■ PAGE EXCERPT:
= = = = =

You need to be objective enough to figure out how the author can solve the problem using their skills and based on the manuscript as it currently exists, not how you would solve it if you were writing the work.

A Good Editor Will Know the Difference Between a Problem and a Peeve

You also have to be able to set aside your competitive urges and the desire to compare your work to the author’s.

You have to understand the difference between a defensible edit and a pet peeve. And you need to know how to deliver feedback in a diplomatic and neutral way that doesn’t crush the author but also gives them a clear and realistic opinion of what needs to be done in the revision.

It requires understanding that every manuscript teaches you how to edit it. It’s not a matter of slapping some formula on a story (“Where is your all-is-lost moment?”) and thinking that constitutes editing.

Good editors can do this whether they are also writers or not. Good editors get these skills through education, training, experience, and feedback: that is, they need an experienced editor-mentor who can help them see their own editorial strengths and weaknesses. What makes a good editor is the willingness to learn and grow.

I received this training through graduate study, professional development, training and experience from working for publishers, from running a publishing imprint where I worked with hundreds of authors, and from being a literary agent who had to figure out how best to position manuscripts to get a good deal.

Not every editor has or needs this exact background, but good freelance editors will certainly need more than “I’ve published ten novels of my own.”

= = = = =

■ JOBS:
1/ Do these statements agree with the excerpt on good editors? Answer yes or no for each, quoting the words that decide it: (a) good editors must also be writers; (b) every manuscript teaches you how to edit it; (c) an editor should solve a manuscript's problem the way they would if they were writing the work.
2/ According to the excerpt on good editors, through what means do good editors get their skills? List them all.
3/ What does the excerpt on good editors say makes a good editor?

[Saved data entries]
= = = = =

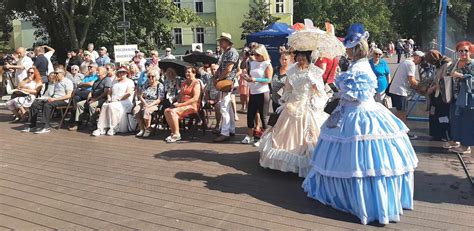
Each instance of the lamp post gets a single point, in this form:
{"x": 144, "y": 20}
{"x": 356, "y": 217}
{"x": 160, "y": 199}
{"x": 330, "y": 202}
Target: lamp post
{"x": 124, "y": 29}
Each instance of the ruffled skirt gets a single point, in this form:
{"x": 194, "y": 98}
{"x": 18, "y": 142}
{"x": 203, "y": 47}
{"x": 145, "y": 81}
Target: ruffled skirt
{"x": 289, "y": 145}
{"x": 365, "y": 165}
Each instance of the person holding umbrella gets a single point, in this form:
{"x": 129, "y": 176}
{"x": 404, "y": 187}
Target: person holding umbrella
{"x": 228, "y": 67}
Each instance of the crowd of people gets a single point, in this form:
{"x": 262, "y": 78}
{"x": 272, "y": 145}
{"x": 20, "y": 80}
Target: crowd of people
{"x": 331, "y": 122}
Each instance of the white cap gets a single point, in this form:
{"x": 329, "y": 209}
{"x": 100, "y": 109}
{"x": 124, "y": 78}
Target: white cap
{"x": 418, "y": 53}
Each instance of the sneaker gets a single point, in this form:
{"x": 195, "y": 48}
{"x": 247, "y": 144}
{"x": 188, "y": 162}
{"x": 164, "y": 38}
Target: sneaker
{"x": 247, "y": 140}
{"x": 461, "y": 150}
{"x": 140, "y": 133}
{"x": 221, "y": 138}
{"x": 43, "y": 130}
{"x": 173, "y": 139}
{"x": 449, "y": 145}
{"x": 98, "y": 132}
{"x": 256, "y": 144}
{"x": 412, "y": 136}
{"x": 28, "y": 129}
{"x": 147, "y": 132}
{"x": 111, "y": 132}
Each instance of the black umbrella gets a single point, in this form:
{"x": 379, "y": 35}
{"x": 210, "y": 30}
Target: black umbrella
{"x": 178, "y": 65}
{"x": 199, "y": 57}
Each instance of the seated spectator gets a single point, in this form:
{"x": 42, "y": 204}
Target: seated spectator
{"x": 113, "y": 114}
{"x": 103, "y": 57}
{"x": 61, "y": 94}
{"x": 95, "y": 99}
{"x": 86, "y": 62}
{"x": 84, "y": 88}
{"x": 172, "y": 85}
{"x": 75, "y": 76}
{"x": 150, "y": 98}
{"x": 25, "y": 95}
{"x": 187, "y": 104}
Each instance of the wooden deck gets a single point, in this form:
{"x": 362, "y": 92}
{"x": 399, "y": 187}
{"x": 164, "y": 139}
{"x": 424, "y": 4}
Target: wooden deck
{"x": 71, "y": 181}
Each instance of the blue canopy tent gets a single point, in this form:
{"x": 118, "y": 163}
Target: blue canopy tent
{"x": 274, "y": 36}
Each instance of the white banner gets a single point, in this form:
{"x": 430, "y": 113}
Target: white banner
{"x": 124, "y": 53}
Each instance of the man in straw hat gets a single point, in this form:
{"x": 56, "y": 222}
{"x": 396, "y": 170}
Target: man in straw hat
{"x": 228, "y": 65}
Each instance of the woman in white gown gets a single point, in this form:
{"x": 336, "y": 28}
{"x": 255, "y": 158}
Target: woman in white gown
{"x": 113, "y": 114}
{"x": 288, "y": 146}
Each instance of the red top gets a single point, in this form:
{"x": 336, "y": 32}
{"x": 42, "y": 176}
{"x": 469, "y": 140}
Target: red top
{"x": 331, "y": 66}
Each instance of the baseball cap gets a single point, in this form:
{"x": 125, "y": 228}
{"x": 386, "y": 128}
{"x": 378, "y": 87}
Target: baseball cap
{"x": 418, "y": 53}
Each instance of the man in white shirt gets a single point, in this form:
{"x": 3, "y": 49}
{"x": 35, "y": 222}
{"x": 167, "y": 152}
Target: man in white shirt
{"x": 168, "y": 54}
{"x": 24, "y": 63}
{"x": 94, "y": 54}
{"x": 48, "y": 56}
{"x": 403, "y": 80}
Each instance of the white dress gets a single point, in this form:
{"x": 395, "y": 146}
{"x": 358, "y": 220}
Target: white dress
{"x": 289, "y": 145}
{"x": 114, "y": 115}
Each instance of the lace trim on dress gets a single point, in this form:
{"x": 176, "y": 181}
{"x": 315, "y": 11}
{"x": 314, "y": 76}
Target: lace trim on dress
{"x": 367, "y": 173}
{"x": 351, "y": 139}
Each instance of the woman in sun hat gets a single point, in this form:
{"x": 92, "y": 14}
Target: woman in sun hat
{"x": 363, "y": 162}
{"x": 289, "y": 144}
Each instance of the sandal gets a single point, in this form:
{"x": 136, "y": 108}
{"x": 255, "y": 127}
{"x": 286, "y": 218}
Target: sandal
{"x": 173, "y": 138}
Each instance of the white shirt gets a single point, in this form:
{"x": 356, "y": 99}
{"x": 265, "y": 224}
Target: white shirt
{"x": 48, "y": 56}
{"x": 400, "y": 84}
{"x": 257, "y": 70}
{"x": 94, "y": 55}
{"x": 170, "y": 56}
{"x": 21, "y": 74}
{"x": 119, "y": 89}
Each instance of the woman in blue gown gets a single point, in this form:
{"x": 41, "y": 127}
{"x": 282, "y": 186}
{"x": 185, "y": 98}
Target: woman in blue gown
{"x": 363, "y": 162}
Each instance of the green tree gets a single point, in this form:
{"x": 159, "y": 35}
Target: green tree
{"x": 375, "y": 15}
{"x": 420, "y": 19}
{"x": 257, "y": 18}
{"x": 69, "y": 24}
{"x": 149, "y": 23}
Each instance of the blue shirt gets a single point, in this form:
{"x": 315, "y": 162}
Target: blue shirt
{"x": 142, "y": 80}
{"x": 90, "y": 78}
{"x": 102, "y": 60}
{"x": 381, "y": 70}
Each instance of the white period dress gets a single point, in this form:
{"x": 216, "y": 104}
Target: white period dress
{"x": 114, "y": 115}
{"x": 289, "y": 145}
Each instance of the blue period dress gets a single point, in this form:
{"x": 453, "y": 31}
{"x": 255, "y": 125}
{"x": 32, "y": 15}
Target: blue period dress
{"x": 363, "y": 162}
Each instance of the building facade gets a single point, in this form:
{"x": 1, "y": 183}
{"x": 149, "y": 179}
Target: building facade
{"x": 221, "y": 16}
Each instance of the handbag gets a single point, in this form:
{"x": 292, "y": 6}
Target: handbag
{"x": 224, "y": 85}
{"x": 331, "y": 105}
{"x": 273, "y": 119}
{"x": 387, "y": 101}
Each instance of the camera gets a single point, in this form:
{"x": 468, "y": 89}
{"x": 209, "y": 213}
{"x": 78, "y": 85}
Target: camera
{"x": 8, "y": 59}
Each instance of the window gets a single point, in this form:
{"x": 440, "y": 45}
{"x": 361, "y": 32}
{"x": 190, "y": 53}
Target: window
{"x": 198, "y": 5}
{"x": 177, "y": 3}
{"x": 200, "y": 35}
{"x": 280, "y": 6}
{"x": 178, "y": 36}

= = = = =

■ REPLIES:
1/
(a) No: "Good editors can do this whether they are also writers or not."
(b) Yes: "every manuscript teaches you how to edit it."
(c) No: "not how you would solve it if you were writing the work."

2/ Education, training, experience, and feedback.

3/ The willingness to learn and grow.